Document segment:
CCR (Chemokine receptors) are cytokine receptors that interact with a type of cytokine called achemokine. The chemokine system mediates acute inflammation by driving leukocyte migration to damaged or infected tissues. Following interaction with their specific chemokine ligands, chemokine receptors trigger a flux in intracellular calcium (Ca2+) ions (calcium signaling). This causes cell responses, including the onset of a process known as chemotaxis that traffics the cell to a desired location within the organism. Therefore, the chemokine system is a key regulator of leukocyte trafficking during immune and inflammatory responses. Alterations of chemokines and their receptors have been described in pathological processes, including inflammatory and autoimmune diseases, transplant rejection, tumor growth, and metastasis. In addition, some pathogens can interfere with the host chemokines/chemokine receptors network either for host cell entry or for promoting their own survival.

CCR5 and CCR2 are structurally related chemokine receptors whose genes share significant sequence homology (73%). CCR2 is mainly pro-inflammatory, but anti-inflammatory roles in particular cell types such as regulatory T lymphocytes. CCR5 and CCR2 are key players in the trafficking of lymphocytes and monocytes/macrophages and have been implicated in the pathophysiology of a number of diseases, including viral infections and complex disorders with an inflammatory component. Accordingly, genetic polymorphisms in their coding or regulatory regions, which affect receptor expression or function, have been shown to influence the incidence and/or the course of HIV infection and inflammatory diseases.

Source information:
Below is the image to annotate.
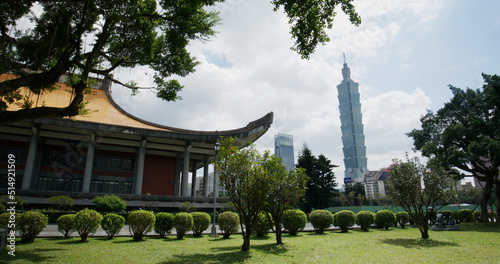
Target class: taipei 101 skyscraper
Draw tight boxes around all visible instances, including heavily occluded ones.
[337,54,367,183]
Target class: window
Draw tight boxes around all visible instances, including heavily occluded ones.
[94,156,106,170]
[37,177,53,191]
[104,181,119,193]
[90,180,103,192]
[120,182,132,194]
[122,158,134,171]
[107,157,122,170]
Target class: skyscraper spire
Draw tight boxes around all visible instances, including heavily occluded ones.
[342,53,351,80]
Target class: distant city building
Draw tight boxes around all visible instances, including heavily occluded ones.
[274,133,295,170]
[363,170,391,199]
[337,55,367,183]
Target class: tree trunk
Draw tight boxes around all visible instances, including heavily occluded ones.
[480,181,492,223]
[276,227,283,245]
[418,223,429,239]
[241,233,252,251]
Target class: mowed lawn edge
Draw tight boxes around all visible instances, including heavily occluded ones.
[0,223,500,263]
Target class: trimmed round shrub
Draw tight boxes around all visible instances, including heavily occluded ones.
[283,209,307,236]
[174,213,194,239]
[16,211,49,243]
[309,210,333,234]
[56,214,76,238]
[253,212,272,237]
[191,212,211,237]
[92,195,127,212]
[49,195,75,210]
[458,209,473,222]
[217,211,240,239]
[155,212,174,238]
[75,208,102,241]
[375,210,396,230]
[356,211,375,231]
[396,212,410,228]
[333,210,356,233]
[127,210,156,241]
[102,214,125,239]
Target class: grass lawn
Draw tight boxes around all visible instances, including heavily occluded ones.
[0,223,500,263]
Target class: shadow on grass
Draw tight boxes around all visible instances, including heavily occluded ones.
[162,242,288,263]
[381,238,460,248]
[0,249,60,263]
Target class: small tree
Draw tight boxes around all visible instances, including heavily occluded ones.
[92,195,127,212]
[333,210,356,233]
[49,195,75,211]
[191,212,211,237]
[174,213,194,239]
[253,212,273,237]
[356,211,375,231]
[375,210,396,230]
[75,208,102,242]
[16,211,49,243]
[309,210,333,234]
[102,214,125,239]
[56,214,76,238]
[396,212,410,228]
[283,209,307,236]
[262,152,309,244]
[387,156,452,239]
[155,212,174,238]
[217,211,240,239]
[215,138,271,251]
[127,210,155,241]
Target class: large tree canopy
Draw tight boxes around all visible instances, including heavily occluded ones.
[297,144,338,212]
[408,74,500,220]
[0,0,361,124]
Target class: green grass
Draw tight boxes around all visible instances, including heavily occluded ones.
[0,223,500,263]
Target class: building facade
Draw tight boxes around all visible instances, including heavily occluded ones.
[0,73,273,207]
[337,55,367,183]
[274,133,295,170]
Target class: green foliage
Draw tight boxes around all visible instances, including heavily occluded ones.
[333,210,356,233]
[408,74,500,221]
[458,209,474,222]
[16,211,49,243]
[253,212,272,237]
[155,212,174,238]
[102,214,125,239]
[49,195,75,211]
[396,212,410,228]
[309,210,333,234]
[191,212,211,237]
[92,195,127,212]
[217,211,240,239]
[127,210,156,241]
[75,208,102,241]
[57,214,76,238]
[271,0,361,58]
[375,210,396,230]
[356,211,375,231]
[283,209,307,236]
[174,213,194,239]
[297,144,338,212]
[179,202,196,213]
[384,156,453,239]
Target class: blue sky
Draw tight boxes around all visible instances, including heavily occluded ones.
[113,0,500,186]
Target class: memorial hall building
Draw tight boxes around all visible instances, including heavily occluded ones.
[0,74,273,208]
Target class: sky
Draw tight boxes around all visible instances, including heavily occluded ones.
[112,0,500,185]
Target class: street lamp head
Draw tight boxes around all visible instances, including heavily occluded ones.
[214,139,220,151]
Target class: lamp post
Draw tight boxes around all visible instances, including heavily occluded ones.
[210,139,220,237]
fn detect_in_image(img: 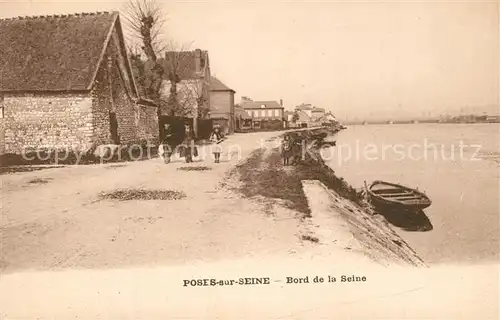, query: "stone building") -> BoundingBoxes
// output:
[210,77,235,134]
[0,12,158,154]
[159,49,211,118]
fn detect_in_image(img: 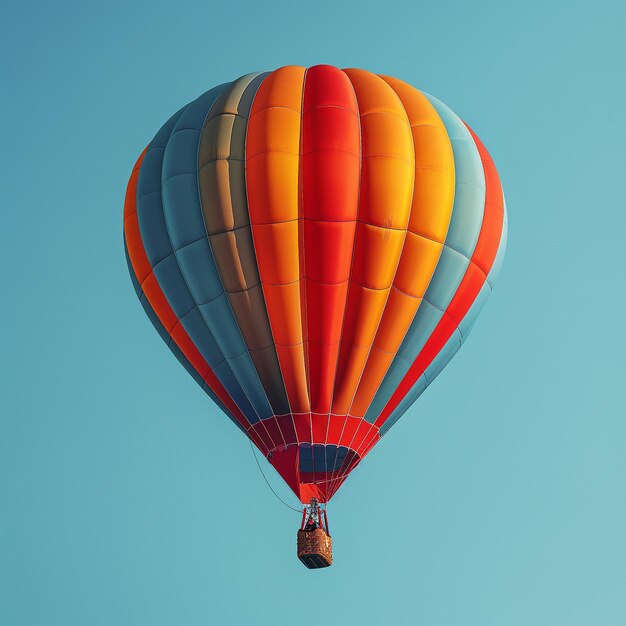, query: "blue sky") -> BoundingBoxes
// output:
[0,0,626,626]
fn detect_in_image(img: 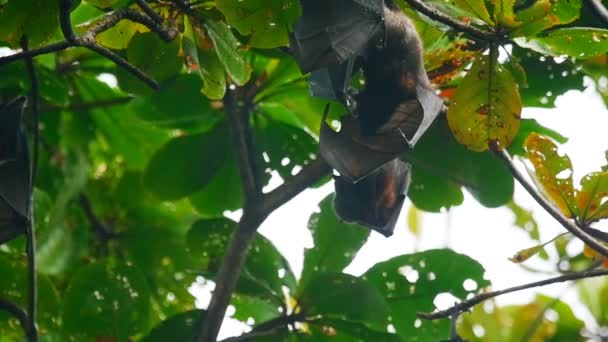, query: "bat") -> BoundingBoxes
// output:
[334,159,411,237]
[0,97,31,245]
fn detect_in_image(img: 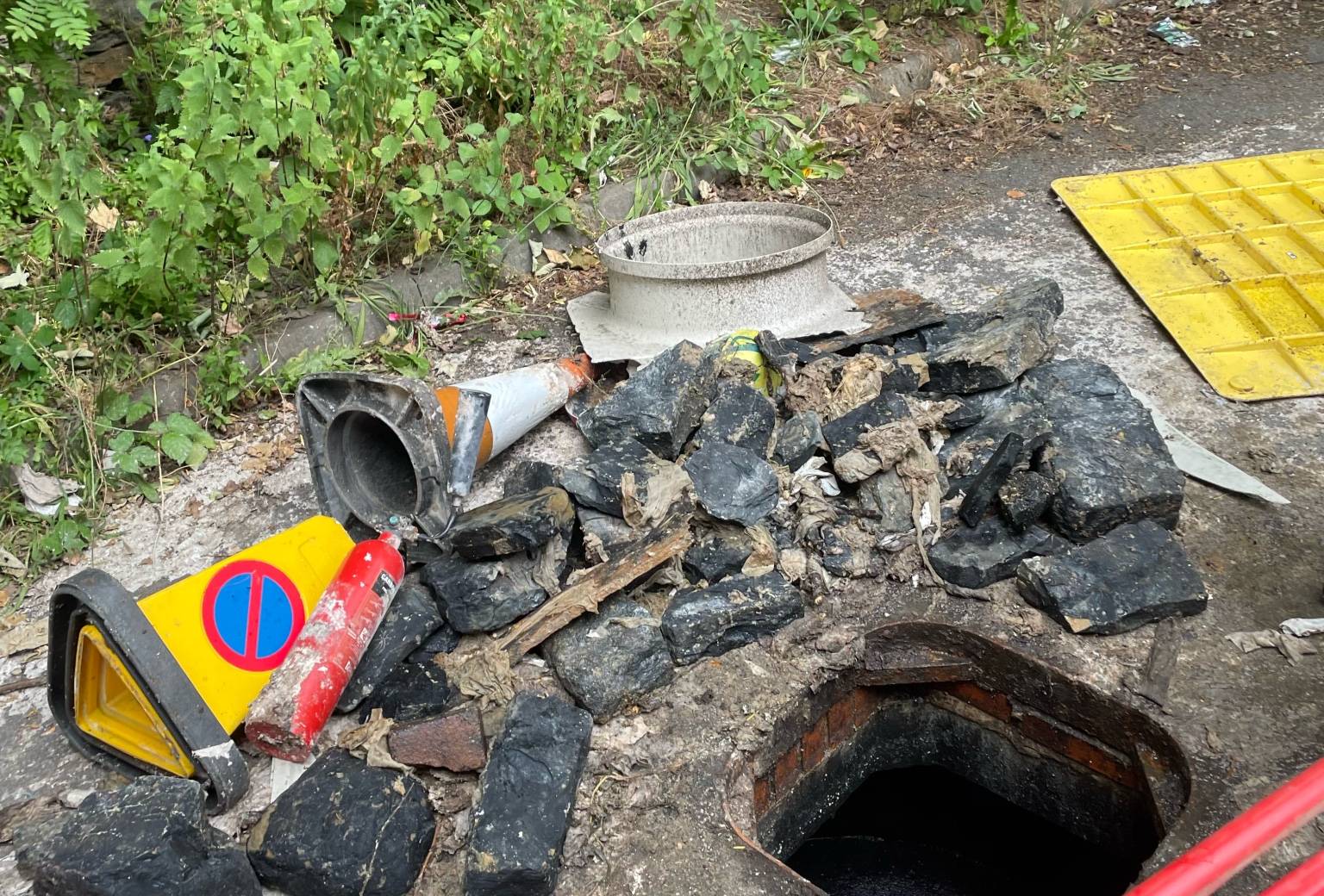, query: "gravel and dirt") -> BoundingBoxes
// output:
[0,0,1324,896]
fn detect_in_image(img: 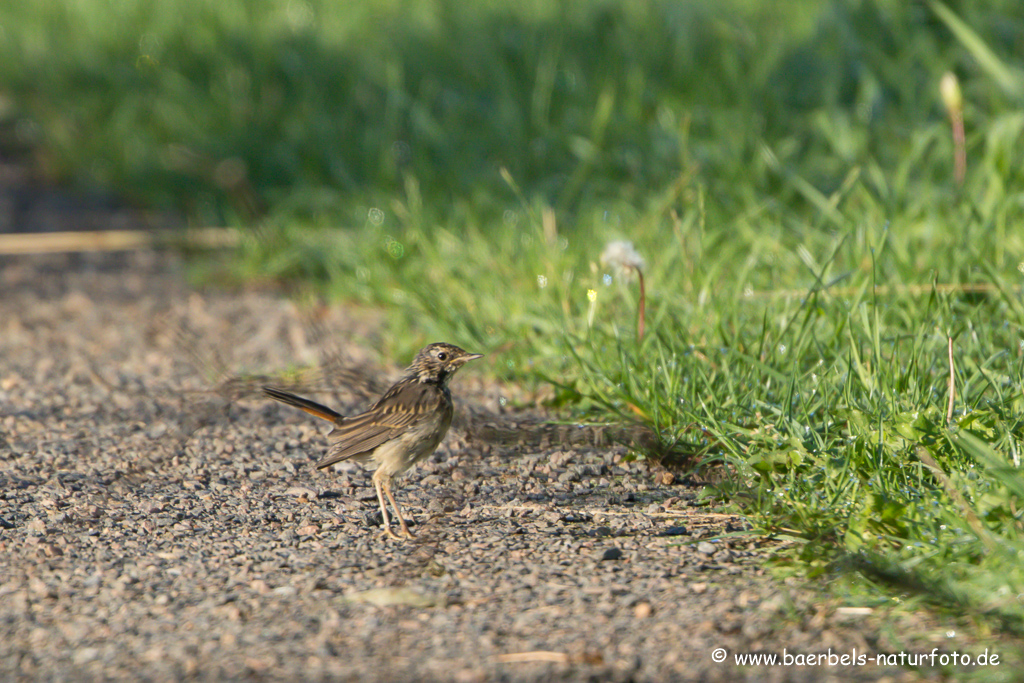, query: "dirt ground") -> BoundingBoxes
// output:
[0,167,1007,683]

Work to complete:
• a. Answer these about the chemokine receptor text:
(i) What do chemokine receptors trigger a flux in after interacting with their specific ligands?
(ii) How much sequence homology do the CCR5 and CCR2 genes share?
(iii) The trafficking of which cells do CCR5 and CCR2 play a key role in?
• b. How would you sum up the chemokine receptor text in two sentences?
• c. Continue the chemokine receptor text from its final sentence.

Outputs in order:
• a.
(i) Intracellular calcium (Ca2+) ions.
(ii) 73%.
(iii) Lymphocytes and monocytes/macrophages.

• b. Chemokine receptors interact with chemokines and trigger calcium signaling and chemotaxis, which makes the chemokine system a key regulator of leukocyte trafficking during immune and inflammatory responses. The structurally related receptors CCR5 and CCR2 have been implicated in diseases such as viral infections and inflammatory disorders, and polymorphisms affecting their expression or function influence HIV infection and inflammatory diseases.

• c.
Cenicriviroc (TAK-652) is a novel, orally administered, chemokine receptor type 2 and 5 antagonist

Cenicriviroc shows antifibrotic potential in preclinical and phase IIb studies of nonalcoholic steatohepatitis (NASH). Besides, Cenicriviroc also inhibits both HIV-1 and HIV-2, and displays potent anti-inflammatory and antinfective activity. Importantly, Cenicriviroc prevents human immunodeficiency virus type 1 (HIV-1) from cellular entry. Cenicriviroc significantly reduces monocyte/macrophage recruitment in vivo. Besides, Cenicriviroc shows antifibrotic effects, with significant reductions in collagen deposition, and collagen type 1 protein and mRNA expression across the three animal models of fibrosis. In the NASH model, Cenicriviroc significantly reduces the non-alcoholic fatty liver disease activity score. Cenicriviroc treatment has no notable effect on body or liver/kidney weight.

All in all, Cenicriviroc is an orally active, dual CCR2/CCR5 antagonist that displays potent anti-inflammatory and antiinfective activity.


[1] Fantuzzi L, et, al. Cell Mol Life Sci. 2019 Dec;76(24):4869-4886.

[2] Anstee QM, et, al. Clin Gastroenterol Hepatol. 2023 Apr 13:S1542-3565(23)00273-2.